**** TASK INPUT ****
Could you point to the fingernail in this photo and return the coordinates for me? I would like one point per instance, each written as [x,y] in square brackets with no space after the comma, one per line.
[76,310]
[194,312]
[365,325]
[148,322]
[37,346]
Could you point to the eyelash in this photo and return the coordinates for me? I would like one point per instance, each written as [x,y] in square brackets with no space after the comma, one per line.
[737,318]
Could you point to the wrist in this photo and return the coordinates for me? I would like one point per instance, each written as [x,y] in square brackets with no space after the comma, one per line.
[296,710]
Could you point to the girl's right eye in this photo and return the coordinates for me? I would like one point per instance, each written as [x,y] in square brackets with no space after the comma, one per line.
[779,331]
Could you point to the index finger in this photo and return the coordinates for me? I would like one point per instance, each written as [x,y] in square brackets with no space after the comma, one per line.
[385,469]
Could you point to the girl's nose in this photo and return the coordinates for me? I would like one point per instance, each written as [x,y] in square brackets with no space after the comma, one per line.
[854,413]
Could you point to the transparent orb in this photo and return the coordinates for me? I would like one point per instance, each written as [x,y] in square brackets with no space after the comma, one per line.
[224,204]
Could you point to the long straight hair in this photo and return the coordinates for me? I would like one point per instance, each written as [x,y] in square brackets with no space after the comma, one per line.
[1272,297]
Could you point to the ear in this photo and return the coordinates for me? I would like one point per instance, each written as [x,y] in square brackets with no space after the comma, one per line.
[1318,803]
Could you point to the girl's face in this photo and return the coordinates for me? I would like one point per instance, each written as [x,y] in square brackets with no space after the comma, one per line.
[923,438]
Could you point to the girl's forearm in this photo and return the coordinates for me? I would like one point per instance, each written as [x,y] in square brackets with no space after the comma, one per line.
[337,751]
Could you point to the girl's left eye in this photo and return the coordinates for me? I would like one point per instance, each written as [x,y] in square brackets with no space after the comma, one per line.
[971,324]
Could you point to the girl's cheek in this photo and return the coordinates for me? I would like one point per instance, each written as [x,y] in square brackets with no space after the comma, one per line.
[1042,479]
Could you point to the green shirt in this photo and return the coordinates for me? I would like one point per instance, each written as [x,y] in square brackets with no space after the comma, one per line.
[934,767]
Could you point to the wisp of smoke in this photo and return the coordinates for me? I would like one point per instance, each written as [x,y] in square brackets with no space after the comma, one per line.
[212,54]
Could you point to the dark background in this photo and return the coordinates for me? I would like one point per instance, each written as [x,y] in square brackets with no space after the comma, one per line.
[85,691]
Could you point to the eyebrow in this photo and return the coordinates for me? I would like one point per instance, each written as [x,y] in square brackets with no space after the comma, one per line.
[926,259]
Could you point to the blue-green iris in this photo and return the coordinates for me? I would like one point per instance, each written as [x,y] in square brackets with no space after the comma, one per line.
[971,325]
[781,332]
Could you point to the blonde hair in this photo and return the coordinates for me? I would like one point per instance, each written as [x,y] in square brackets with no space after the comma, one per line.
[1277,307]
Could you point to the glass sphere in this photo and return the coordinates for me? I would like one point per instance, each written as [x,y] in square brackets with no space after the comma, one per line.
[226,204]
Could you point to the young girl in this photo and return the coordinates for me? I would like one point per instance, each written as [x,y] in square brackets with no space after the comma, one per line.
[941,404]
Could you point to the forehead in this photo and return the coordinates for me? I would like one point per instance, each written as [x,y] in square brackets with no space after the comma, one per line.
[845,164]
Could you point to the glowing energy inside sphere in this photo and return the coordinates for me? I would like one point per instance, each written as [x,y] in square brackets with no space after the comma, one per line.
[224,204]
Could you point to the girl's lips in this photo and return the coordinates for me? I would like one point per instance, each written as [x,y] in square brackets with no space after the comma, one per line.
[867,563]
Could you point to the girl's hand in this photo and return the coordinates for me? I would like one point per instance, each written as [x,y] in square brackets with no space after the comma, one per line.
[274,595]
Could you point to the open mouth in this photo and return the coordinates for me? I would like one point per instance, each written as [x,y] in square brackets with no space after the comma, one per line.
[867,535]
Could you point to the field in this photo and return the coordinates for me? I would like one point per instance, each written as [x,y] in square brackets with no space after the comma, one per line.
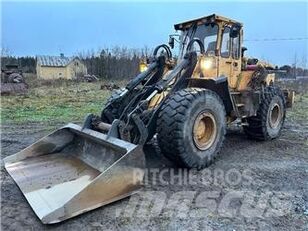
****
*WORK REQUIRED*:
Write out again the part of the records that opens with the line containing "Could you point to the open" and runs through the end of the records, requests included, increasing every coordinate in the answers by 12. Leave the pictures out of your answer.

*THE RESPONSE*:
Could you point to the open mouth in this photo and return the coordinates for me? I would like one point per instance, each written as [x,y] in square brackets with no space after the comma, one per line.
[879,547]
Could you point to the field in this photo and return the coordinates for me? I would like one point per instance, each written as [x,y] in square brackets with no space after the comma, one per line.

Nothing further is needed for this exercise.